§ **TASK BRIEF**: In the rows below, swap every "instance" for "occurrence" and keep everything else the same. Omit the pictures from your answer.

§ **Records from a data source**:
↓

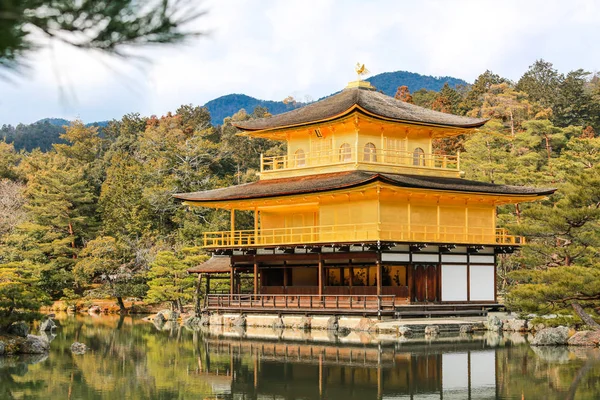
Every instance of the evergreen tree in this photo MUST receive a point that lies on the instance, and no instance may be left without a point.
(560, 260)
(60, 206)
(541, 83)
(573, 104)
(474, 96)
(109, 262)
(169, 281)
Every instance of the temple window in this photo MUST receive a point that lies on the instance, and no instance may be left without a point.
(370, 153)
(419, 157)
(299, 158)
(345, 152)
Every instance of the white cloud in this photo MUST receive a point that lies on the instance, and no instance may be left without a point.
(271, 49)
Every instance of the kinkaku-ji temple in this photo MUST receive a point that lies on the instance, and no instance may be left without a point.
(360, 216)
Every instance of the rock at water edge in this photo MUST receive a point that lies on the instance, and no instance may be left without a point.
(19, 328)
(47, 325)
(585, 338)
(35, 345)
(404, 331)
(551, 337)
(432, 330)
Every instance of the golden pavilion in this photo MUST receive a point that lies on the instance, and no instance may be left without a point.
(361, 215)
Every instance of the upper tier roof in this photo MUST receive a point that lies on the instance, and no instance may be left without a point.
(364, 99)
(344, 180)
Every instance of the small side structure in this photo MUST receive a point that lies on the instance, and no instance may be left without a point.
(360, 216)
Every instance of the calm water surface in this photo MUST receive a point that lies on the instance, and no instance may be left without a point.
(131, 359)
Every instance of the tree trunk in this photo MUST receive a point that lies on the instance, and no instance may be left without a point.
(585, 317)
(198, 293)
(122, 308)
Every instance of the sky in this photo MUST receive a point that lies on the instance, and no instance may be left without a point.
(271, 49)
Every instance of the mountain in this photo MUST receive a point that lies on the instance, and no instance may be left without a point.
(388, 82)
(41, 134)
(62, 122)
(225, 106)
(45, 132)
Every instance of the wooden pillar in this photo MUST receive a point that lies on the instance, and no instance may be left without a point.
(231, 239)
(198, 293)
(379, 274)
(255, 225)
(255, 277)
(320, 275)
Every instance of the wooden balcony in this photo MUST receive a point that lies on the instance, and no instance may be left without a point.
(365, 304)
(390, 161)
(325, 234)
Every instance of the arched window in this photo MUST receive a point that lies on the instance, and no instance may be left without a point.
(419, 157)
(299, 158)
(370, 152)
(345, 152)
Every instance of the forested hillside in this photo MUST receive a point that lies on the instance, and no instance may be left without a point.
(388, 82)
(45, 132)
(39, 135)
(94, 215)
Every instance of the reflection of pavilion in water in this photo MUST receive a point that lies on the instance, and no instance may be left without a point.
(278, 370)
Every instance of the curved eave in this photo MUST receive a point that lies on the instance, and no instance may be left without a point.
(516, 197)
(349, 111)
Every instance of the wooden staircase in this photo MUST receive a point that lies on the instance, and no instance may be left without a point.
(445, 310)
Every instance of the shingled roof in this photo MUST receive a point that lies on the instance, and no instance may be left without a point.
(365, 100)
(214, 265)
(349, 179)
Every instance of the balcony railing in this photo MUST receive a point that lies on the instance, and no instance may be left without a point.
(358, 233)
(357, 155)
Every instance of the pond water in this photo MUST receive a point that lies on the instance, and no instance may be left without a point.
(132, 359)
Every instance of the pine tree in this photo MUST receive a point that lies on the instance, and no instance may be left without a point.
(105, 260)
(60, 208)
(561, 256)
(169, 281)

↑

§ **TASK OUTPUT**:
Every occurrence of the evergreen tree in this photo MUST receive a point that lies on the occurrence, and no occurrence may be left without a point.
(560, 260)
(60, 206)
(541, 83)
(573, 104)
(474, 96)
(109, 262)
(169, 281)
Every occurrence of the temple window in this photo MUST receive a point that lies on the occurrence, and no occurrence may be left without a point.
(370, 153)
(419, 157)
(299, 158)
(345, 152)
Every occurrence of the white cloud in this photo MUST receive a point that lies on the occurrence, and no occurrence may be left without a point.
(271, 49)
Every occurrence of the kinkaku-ji temple in this photo MUST receive a point that lies on the occurrence, and no occurrence may be left without a point.
(360, 216)
Every occurrence of the rock at water edge in this photo MUST receive a point that lies on the occurrence, and no occurrence may be left without a point.
(19, 328)
(47, 325)
(585, 338)
(35, 345)
(404, 331)
(551, 337)
(432, 330)
Every occurrence of the golden pavilion in this photo MUST receive a point that lies on the occurrence, and no occurrence may be left without a point.
(361, 215)
Every occurrence of the upper tier roof in this photo MUST receive a point that lies on the occurrence, and no occurrence may be left without a point.
(364, 99)
(344, 180)
Every occurrence of the small side structure in this photo MUST receive a point that lies on the occurrence, and no occurrence may be left without a point.
(360, 216)
Every occurrence of the calm water surface in this photo MUST receive a point that lies on the occurrence, and no occurrence may be left without a point.
(131, 359)
Every occurrence of the tree trunk in this photo MUST receive a point that lies on the occurrence, and no occurrence may be left without a point.
(585, 317)
(198, 293)
(122, 308)
Every occurrence of the sky in this photo MUST receive a point that lies on the occurrence, and no occurrence may be left without a point.
(271, 49)
Every occurrence of the mountain in this photo MUST receive a point that lies on the occurrence, and no occurrence may be left without a point.
(388, 82)
(41, 134)
(62, 122)
(225, 106)
(45, 132)
Every occurrence of the wooden pillar in this photo MUST receive a point that lies on the occurrence, and no occurrence may be left without a point.
(231, 239)
(198, 293)
(379, 274)
(255, 225)
(255, 277)
(320, 275)
Every occurrence of the wooden balcony in this photo MUST receive a point that lies on the occurrence, and no occurrence may be left without a point.
(365, 304)
(390, 161)
(325, 234)
Every occurrence of the arched window in this photo MUST receive a point that lies on the occurrence, and no occurrence may be left without a point.
(419, 157)
(299, 158)
(370, 152)
(345, 152)
Every occurrence of the forested hillside in this photo MUST receive a point that lies on the occurrence, and no occurrence may be left without a point.
(388, 82)
(45, 132)
(39, 135)
(94, 215)
Every occurrence of the reflection of pavilion in water in this photo MUST receive a point that lies on the occurrence, and no occurrence may be left without a point.
(278, 370)
Every occurrence of the curved eave in this photo MUST receive a point that lies on the occurrence, and no occurrence may be left without a point.
(516, 197)
(349, 111)
Every occurrence of the wooden staircase in this photo MUST receive a point that lies on the occurrence, and no occurrence may be left without a point.
(445, 310)
Every occurrence of the shingled roof in this photo MUST receive a point that lies on the occurrence, and no occurrence may be left without a point.
(365, 100)
(214, 265)
(349, 179)
Every occurrence of the balcony railing in this photo MUST receive a point that lies on the occurrence, and no occurrence may be left without a point.
(358, 233)
(357, 155)
Every occurrence of the pond water in this photo MUST receive a point that lies on the occurrence, and no occurrence may be left without a point.
(132, 359)
Every occurrence of the pine tree in this photo MUST receive a point that lies on the occurrence, and no occurrence may be left without a point.
(105, 260)
(60, 208)
(561, 256)
(169, 281)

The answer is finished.